■ ABOUT THIS EXERCISE
Recast the items as a Markdown table with the columns "Row" and "Line", one row per line with its row number. Start with the first line of the items, continue through the line with "positive clicks: (718, 419)", include both ends, skip blank lines, and leave the pictures out.

■ SUPPLIED RECORDS
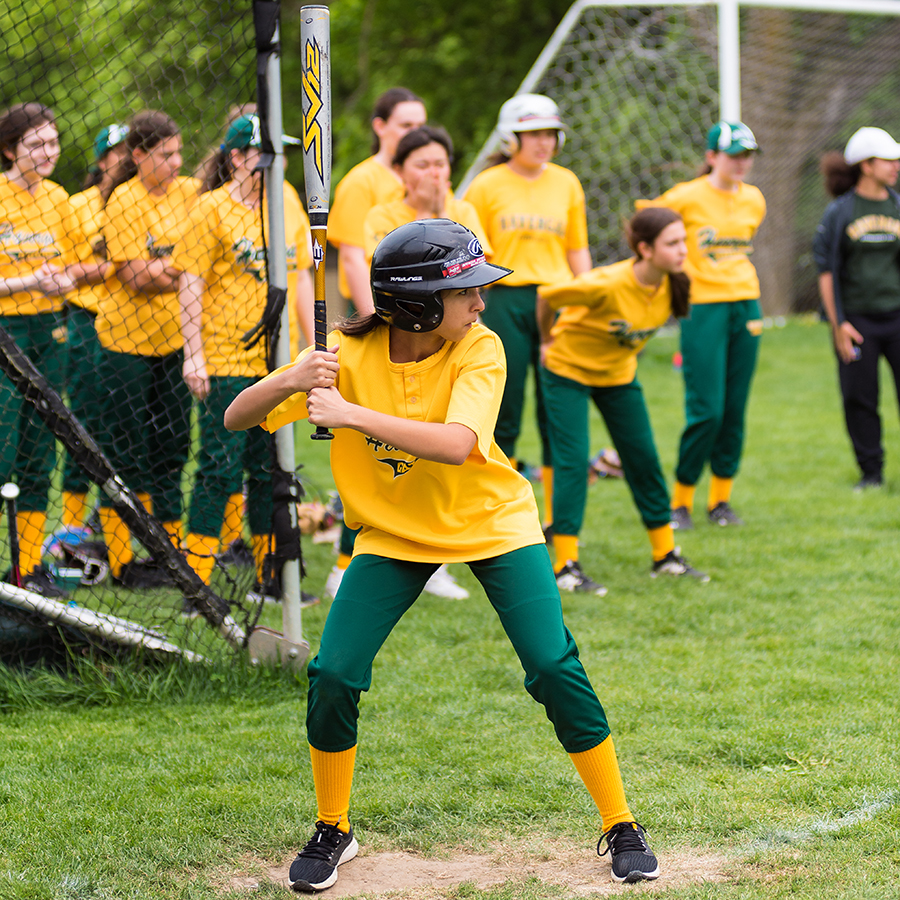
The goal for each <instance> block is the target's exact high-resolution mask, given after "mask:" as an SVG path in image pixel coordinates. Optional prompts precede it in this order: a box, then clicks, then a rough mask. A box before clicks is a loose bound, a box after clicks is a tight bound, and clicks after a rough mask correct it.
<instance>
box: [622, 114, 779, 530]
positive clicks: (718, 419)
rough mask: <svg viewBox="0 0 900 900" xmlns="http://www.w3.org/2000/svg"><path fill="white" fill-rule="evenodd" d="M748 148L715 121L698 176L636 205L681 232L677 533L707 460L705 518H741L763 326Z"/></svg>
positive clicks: (734, 124) (672, 517) (757, 213)
mask: <svg viewBox="0 0 900 900" xmlns="http://www.w3.org/2000/svg"><path fill="white" fill-rule="evenodd" d="M758 146H759V145H758V144H757V143H756V138H755V137H754V136H753V132H752V131H750V129H749V128H748V127H747V126H746V125H744V124H743V123H742V122H719V123H717V124H716V125H714V126H713V127H712V128H711V129H710V131H709V134H708V135H707V139H706V167H707V171H706V173H705V174H703V175H701V176H700V177H699V178H695V179H694V180H693V181H686V182H683V183H682V184H676V185H675V187H673V188H671V190H668V191H666V193H665V194H663V195H662V196H661V197H658V198H657V199H656V200H654V201H652V203H651V204H647V203H640V202H639V203H638V208H641V207H642V206H646V205H653V206H666V207H668V208H669V209H672V210H674V211H675V212H677V213H678V214H679V215H680V216H681V218H682V219H683V220H684V225H685V228H687V246H688V258H687V262H686V263H685V266H684V270H685V272H686V273H687V274H688V276H689V277H690V279H691V314H690V316H689V317H688V318H686V319H683V320H682V322H681V356H682V374H683V376H684V405H685V419H686V422H685V427H684V431H683V432H682V435H681V443H680V447H679V451H678V465H677V467H676V469H675V477H676V484H675V490H674V492H673V495H672V525H673V527H675V528H678V529H680V530H682V531H685V530H687V529H689V528H693V527H694V523H693V519H692V516H691V513H692V510H693V506H694V491H695V490H696V486H697V482H698V481H699V480H700V476H701V474H702V473H703V468H704V466H705V465H706V464H707V462H708V463H709V467H710V470H711V472H712V478H711V480H710V485H709V500H708V502H707V517H708V518H709V521H710V522H712V523H713V524H714V525H722V526H728V525H740V524H742V522H741V520H740V518H739V517H738V515H737V514H736V513H735V511H734V510H733V509H732V507H731V491H732V487H733V484H734V477H735V475H736V474H737V471H738V468H739V466H740V462H741V454H742V452H743V448H744V428H745V424H744V423H745V417H746V411H747V400H748V399H749V397H750V385H751V382H752V381H753V373H754V371H755V369H756V358H757V356H758V354H759V341H760V336H761V335H762V327H763V323H762V312H761V310H760V305H759V278H758V276H757V274H756V269H755V268H754V267H753V263H752V262H750V254H751V253H752V252H753V236H754V235H755V234H756V231H757V229H758V228H759V226H760V224H761V223H762V220H763V218H764V217H765V214H766V201H765V199H764V198H763V195H762V192H761V191H760V190H759V188H757V187H754V186H753V185H751V184H746V183H745V180H744V179H745V178H746V177H747V176H748V175H749V174H750V169H751V168H752V166H753V158H754V154H755V153H756V151H757V149H758Z"/></svg>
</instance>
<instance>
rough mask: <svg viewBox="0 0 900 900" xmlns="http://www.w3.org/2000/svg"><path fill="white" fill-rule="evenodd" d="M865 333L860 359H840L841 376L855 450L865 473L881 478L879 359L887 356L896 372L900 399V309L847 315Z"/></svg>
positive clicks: (883, 457)
mask: <svg viewBox="0 0 900 900" xmlns="http://www.w3.org/2000/svg"><path fill="white" fill-rule="evenodd" d="M847 321H848V322H849V323H850V324H851V325H852V326H853V327H854V328H855V329H856V330H857V331H858V332H859V333H860V334H861V335H862V336H863V338H864V343H863V345H862V346H861V347H860V348H859V349H860V358H859V359H858V360H857V361H856V362H852V363H843V362H841V361H840V360H838V377H839V379H840V383H841V396H842V397H843V399H844V419H845V421H846V423H847V433H848V434H849V435H850V440H851V442H852V443H853V452H854V453H855V454H856V461H857V463H858V464H859V468H860V470H861V471H862V474H863V476H870V477H873V478H880V477H881V470H882V467H883V466H884V448H883V447H882V446H881V417H880V416H879V415H878V360H879V357H882V356H883V357H884V358H885V359H886V360H887V363H888V365H889V366H890V367H891V371H892V372H893V373H894V390H895V391H897V392H898V402H900V310H896V311H894V312H889V313H879V314H870V315H853V314H850V315H848V316H847Z"/></svg>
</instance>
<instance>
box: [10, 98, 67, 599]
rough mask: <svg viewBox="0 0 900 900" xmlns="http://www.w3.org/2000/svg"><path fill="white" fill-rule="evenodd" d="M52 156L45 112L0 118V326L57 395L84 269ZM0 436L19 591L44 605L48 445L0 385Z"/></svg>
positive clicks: (48, 118) (45, 573) (53, 591)
mask: <svg viewBox="0 0 900 900" xmlns="http://www.w3.org/2000/svg"><path fill="white" fill-rule="evenodd" d="M59 154H60V147H59V132H58V130H57V127H56V117H55V115H54V113H53V110H51V109H50V108H49V107H47V106H44V105H43V104H41V103H20V104H17V105H15V106H11V107H9V108H8V109H6V110H4V111H3V112H0V165H2V172H0V326H2V327H3V328H4V329H6V331H7V332H8V333H9V334H10V336H11V337H12V338H13V339H14V340H15V342H16V344H17V345H18V346H19V348H20V349H21V350H22V352H23V353H25V354H26V355H27V356H28V358H29V359H31V360H32V362H34V363H35V364H36V365H38V366H39V367H40V369H41V372H42V373H43V374H44V376H45V377H46V378H47V380H48V381H49V382H50V384H51V385H52V386H53V387H55V388H56V389H57V390H60V391H61V390H62V384H63V381H64V375H65V324H64V320H63V317H62V308H63V297H64V295H65V294H67V293H70V292H71V291H72V290H74V289H75V286H76V283H77V280H78V279H79V278H80V277H81V275H82V268H81V267H80V266H78V265H77V264H76V259H75V254H74V246H73V243H72V240H71V238H70V234H71V232H72V230H73V227H74V223H73V219H72V210H71V207H70V205H69V195H68V194H67V193H66V191H65V190H64V189H63V188H62V187H60V186H59V185H58V184H55V183H54V182H52V181H50V180H49V178H50V175H52V174H53V170H54V168H56V163H57V161H58V160H59ZM0 432H2V434H3V441H2V450H0V481H3V482H7V481H12V480H13V479H14V478H15V480H16V482H17V483H18V485H19V491H20V493H19V501H18V514H17V516H16V527H17V528H18V535H19V567H20V570H21V573H22V584H23V586H24V587H26V588H28V589H29V590H31V591H34V592H35V593H38V594H43V595H44V596H46V597H63V596H65V594H66V592H65V591H64V590H63V589H62V588H61V587H60V586H59V585H58V584H56V582H55V581H54V579H53V576H52V575H51V574H50V572H49V571H48V570H47V569H46V568H45V567H44V566H42V565H41V545H42V543H43V540H44V532H45V529H46V524H47V496H48V492H49V490H50V476H51V473H52V471H53V467H54V465H55V463H56V453H55V442H56V439H55V437H54V436H53V434H52V432H51V431H50V429H49V428H47V427H46V426H45V425H44V423H43V422H42V421H41V420H40V418H39V417H38V415H37V413H35V412H34V410H33V408H32V406H31V404H29V403H27V402H26V401H25V400H24V398H23V397H22V395H21V394H20V393H19V391H18V390H16V388H15V387H14V386H13V384H12V382H10V381H9V380H8V379H7V378H2V379H0Z"/></svg>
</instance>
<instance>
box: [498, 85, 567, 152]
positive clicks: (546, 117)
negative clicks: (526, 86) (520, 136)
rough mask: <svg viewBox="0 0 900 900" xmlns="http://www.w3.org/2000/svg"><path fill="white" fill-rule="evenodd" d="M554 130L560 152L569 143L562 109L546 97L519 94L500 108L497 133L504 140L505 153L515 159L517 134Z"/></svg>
mask: <svg viewBox="0 0 900 900" xmlns="http://www.w3.org/2000/svg"><path fill="white" fill-rule="evenodd" d="M545 128H555V129H556V134H557V144H556V148H557V150H558V149H559V148H561V147H562V145H563V144H564V143H565V142H566V133H565V131H564V130H563V129H564V128H565V125H563V122H562V119H561V118H560V117H559V107H558V106H557V105H556V104H555V103H554V102H553V101H552V100H551V99H550V98H549V97H545V96H544V95H543V94H516V96H515V97H512V98H510V99H509V100H507V101H506V103H504V104H503V106H501V107H500V116H499V118H498V120H497V131H498V132H499V134H500V137H501V139H502V140H503V152H504V153H507V154H508V155H509V156H512V155H513V154H514V153H515V152H516V150H518V149H519V141H518V138H517V137H516V135H517V134H519V133H521V132H523V131H543V130H544V129H545Z"/></svg>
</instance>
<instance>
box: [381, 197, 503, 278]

■ ANSWER BOX
| Row | Line |
|---|---|
| 1 | The goal for each <instance> block is the target's exact high-resolution mask, given after "mask:" as an SVG path in image pixel coordinates. Optional prompts precede it in this order: a box, then clicks, then a rough mask. A box before clicks is a loose bound, a box after clicks is a tight bound, and clicks after a rough mask correct it. |
| 2 | <instance> |
| 3 | box: [622, 114, 779, 530] |
| 4 | positive clicks: (718, 419) |